### GIVEN EXERCISE
Reproduce each of the lines word for word.

### RECORDS FOR PROCESSING
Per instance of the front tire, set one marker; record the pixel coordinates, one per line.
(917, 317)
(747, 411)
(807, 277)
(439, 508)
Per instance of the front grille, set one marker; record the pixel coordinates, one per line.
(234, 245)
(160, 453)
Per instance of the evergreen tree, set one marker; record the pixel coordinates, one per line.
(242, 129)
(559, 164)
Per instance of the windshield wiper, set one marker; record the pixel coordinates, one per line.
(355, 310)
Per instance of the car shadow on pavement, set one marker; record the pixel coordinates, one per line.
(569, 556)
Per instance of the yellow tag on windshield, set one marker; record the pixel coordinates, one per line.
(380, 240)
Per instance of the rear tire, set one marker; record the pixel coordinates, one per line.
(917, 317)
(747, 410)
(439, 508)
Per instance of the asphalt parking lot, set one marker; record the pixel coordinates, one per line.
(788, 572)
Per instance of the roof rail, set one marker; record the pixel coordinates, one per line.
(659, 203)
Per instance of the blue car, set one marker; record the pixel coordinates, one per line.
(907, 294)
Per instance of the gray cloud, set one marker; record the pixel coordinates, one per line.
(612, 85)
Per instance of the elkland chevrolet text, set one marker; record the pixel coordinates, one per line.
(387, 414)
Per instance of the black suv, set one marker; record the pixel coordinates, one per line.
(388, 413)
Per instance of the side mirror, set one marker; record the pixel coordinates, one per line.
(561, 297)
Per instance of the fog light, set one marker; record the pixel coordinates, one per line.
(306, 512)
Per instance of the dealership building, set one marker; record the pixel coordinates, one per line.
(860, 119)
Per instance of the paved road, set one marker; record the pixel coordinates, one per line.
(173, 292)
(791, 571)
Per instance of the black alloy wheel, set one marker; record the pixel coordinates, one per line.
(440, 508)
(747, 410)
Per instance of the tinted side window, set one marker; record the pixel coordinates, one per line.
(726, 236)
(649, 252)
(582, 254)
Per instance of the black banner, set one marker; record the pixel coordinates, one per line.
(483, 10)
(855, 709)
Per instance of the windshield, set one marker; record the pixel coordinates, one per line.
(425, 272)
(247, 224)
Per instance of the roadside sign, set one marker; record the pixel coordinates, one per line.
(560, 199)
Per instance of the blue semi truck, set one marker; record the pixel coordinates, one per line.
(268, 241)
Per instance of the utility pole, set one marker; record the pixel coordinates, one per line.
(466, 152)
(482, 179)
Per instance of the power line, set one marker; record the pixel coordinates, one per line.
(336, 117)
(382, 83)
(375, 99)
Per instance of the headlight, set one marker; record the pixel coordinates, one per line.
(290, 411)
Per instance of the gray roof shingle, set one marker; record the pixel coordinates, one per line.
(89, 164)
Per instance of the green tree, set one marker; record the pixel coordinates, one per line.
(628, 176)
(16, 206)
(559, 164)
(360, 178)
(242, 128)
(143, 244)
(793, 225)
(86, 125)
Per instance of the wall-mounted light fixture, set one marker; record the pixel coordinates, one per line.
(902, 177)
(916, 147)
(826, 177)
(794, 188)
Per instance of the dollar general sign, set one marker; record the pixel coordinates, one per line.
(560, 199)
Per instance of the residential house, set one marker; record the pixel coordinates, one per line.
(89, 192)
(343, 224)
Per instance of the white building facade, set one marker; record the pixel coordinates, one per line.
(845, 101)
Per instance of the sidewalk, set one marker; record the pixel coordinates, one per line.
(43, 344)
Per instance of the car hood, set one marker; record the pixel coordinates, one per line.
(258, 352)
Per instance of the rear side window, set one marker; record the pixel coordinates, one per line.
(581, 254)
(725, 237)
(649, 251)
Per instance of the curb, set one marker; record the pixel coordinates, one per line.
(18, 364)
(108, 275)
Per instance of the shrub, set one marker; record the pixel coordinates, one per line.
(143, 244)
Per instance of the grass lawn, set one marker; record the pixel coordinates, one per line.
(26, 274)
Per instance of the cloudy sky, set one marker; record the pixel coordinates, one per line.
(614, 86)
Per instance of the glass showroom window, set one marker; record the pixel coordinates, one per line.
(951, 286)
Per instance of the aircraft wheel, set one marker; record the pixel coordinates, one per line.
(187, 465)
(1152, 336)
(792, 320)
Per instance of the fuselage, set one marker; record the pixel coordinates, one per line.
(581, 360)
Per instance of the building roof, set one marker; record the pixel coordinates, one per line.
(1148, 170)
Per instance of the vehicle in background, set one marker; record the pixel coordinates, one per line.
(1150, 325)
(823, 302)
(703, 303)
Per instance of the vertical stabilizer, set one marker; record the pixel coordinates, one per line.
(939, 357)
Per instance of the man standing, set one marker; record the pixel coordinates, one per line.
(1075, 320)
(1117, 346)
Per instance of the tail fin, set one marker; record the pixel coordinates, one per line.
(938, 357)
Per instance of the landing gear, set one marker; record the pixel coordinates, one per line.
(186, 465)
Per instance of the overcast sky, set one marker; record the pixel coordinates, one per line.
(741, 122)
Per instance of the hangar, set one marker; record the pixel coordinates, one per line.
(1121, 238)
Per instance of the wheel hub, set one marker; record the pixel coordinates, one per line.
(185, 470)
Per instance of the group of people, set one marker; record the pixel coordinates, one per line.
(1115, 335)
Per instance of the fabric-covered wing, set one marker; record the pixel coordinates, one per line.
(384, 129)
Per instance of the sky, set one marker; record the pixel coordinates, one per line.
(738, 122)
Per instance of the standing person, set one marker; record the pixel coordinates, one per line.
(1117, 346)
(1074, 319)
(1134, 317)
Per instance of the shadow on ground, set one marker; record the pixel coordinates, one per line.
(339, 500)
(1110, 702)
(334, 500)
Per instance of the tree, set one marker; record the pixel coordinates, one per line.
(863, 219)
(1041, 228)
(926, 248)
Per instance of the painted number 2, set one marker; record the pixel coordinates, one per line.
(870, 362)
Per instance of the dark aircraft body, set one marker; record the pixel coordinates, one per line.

### TASK ANSWER
Per instance of the front tire, set one marker; record the pixel coordinates, one per line.
(917, 317)
(747, 411)
(807, 277)
(439, 508)
Per instance of the front grille, set one marker; record the pixel coordinates, one per line.
(234, 245)
(160, 453)
Per instance of the evergreen tree, set one marker; record the pixel coordinates, one per line.
(242, 129)
(559, 164)
Per instance of the windshield wiper, set one marker; record the pixel coordinates, one per line.
(355, 310)
Per instance of the car shadow on pavement, set one marker; record the pixel coordinates, one per line.
(569, 556)
Per instance of the yellow tag on windshield, set one marker; record the pixel coordinates, one per line.
(380, 240)
Per instance of the rear tire, set one marker; record the pixel coordinates, one per line.
(917, 317)
(747, 410)
(439, 508)
Per instance of the asphalt parking lot, set one marker; record the pixel coordinates, one per line.
(788, 572)
Per instance of the roof rail, set one marker; record the pixel coordinates, one per line.
(659, 203)
Per instance of the blue car, set one marker; record the pixel coordinates, one per line.
(907, 294)
Per instance of the gray cloud, set one marker; record the pixel coordinates, one per line.
(612, 85)
Per instance of the elkland chevrolet text, set one marker; record the pixel coordinates, one per line.
(387, 414)
Per instance of the black suv, set one marker; record the pixel coordinates, one per line.
(388, 413)
Per instance of the side mirror, set one marker; record the pixel coordinates, one per line.
(561, 297)
Per instance of the fog light, set one marker; record the pixel coordinates, one per line.
(306, 512)
Per instance of the dealership building, set one marker; record the pixel coordinates, one per line.
(860, 119)
Per instance of the paved road, set one marker; record the pixel coordinates, one per line.
(173, 292)
(791, 571)
Per instance of the black alloy wheel, set one marker; record the pixel coordinates, one per line.
(440, 508)
(747, 410)
Per instance of the tinted side window, set one marker; record the pixel coordinates, one per line.
(726, 236)
(649, 252)
(582, 254)
Per instance of the black banner, set one marker; record the pixel coordinates, one per line.
(483, 10)
(855, 709)
Per instance of the windshield, set one marker; record the pixel coordinates, one per line.
(425, 272)
(247, 224)
Per instance of the roadside sign, set one marker; record the pixel coordinates, one per line.
(560, 199)
Per instance of the blue semi truck, set one marker; record the pixel coordinates, one per line.
(268, 241)
Per instance of the utility pole, set one marker; record the pixel coordinates, one per line.
(466, 152)
(482, 179)
Per instance of the power line, set one marker; record the pixel coordinates, one per line.
(336, 117)
(382, 83)
(375, 99)
Per instance of the headlight, set one marker; record the pixel coordinates, one per line.
(290, 411)
Per instance of the gray roof shingle, set one marker; record the pixel coordinates, one per line.
(89, 164)
Per instance of the green tree, set one marker; record the pixel coordinates, one per line.
(628, 176)
(16, 206)
(559, 164)
(360, 178)
(242, 128)
(143, 244)
(793, 225)
(86, 125)
Per instance of the wall-mounted light fixture, set one marker; record the pixel coordinates, one per line.
(902, 177)
(916, 147)
(826, 177)
(794, 188)
Per instance of the dollar general sign, set one marker; record the pixel coordinates, one per line.
(560, 199)
Per instance of the residential house, set one marker; record the pixel coordinates, one per line.
(89, 192)
(343, 224)
Per instance of the white building facade, set one marker; record the pixel coordinates, one per line.
(845, 101)
Per instance of the sidewalk, set one marker; record the pixel coordinates, one per line.
(43, 344)
Per instance of the car hood, set one marker; record the pixel coordinates, one per line.
(258, 352)
Per instance of the rear side window, set one marker; record the pixel coordinates, one per line.
(581, 254)
(725, 237)
(649, 251)
Per instance of the curb, set one marker; record the pixel coordinates, one per line.
(18, 364)
(108, 275)
Per instance of the shrub, set one marker; record the pixel coordinates, one per line.
(143, 244)
Per instance of the grass lawn, set one marker; record the pixel coordinates, one per line.
(26, 274)
Per instance of the cloudy sky, set one marker; record the pixel coordinates, one per line.
(614, 86)
Per instance of the glass showroom window, set one marker; record the pixel coordinates, one per line.
(951, 286)
Per instance of the aircraft wheel, set one marker; record the pixel coordinates, one per line.
(187, 465)
(1152, 336)
(792, 320)
Per instance of the fuselage, set one marker; record the pixel coordinates, one per line.
(581, 360)
Per instance of the building roof, set one marker; record the pixel coordinates, one per line.
(1148, 170)
Per instance of the vehicle in background, set one marker; record the pixel coordinates, one per line.
(1150, 325)
(823, 302)
(703, 303)
Per instance of the vertical stabilizer, set one marker; record the pixel coordinates, one per line.
(939, 357)
Per instance of the man standing, set one marker; record the pixel coordinates, one per line.
(1075, 320)
(1117, 346)
Per instance of the tail fin, set one marker; record the pixel coordinates, one per line.
(938, 357)
Per instance of the landing gear, set one marker; record the pixel coordinates, one per line.
(186, 465)
Per instance of the overcast sky, set one marker; record the pixel coordinates, one per line.
(741, 122)
Per instance of the hangar, set one marker; record the pixel coordinates, one per line.
(1121, 238)
Per instance of the wheel hub, set one marker; record the pixel coordinates, one per line.
(185, 470)
Per instance of the group of people, set one marker; record the pixel coordinates, one per line.
(1115, 335)
Per instance of the fabric-covered wing, set one marker; record the pixel coordinates, one per line.
(384, 129)
Per instance of the sky, set one marker; record the pixel coordinates, one per line.
(738, 122)
Per instance of the standing person, set one marker; record the pixel coordinates, one per line.
(1117, 346)
(1074, 319)
(1134, 317)
Per instance of the shadow on ground, set one marker; record the pixel coordinates, one per line.
(339, 500)
(1110, 702)
(334, 500)
Per instance of the tree, set one marker; record the pixel coordinates, one per line.
(863, 219)
(1041, 228)
(926, 248)
Per instance of the painted number 2, set one marker; record the pixel coordinates, one per line.
(870, 362)
Per instance of the dark aircraft body, set one marker; record the pixel coordinates, one per line.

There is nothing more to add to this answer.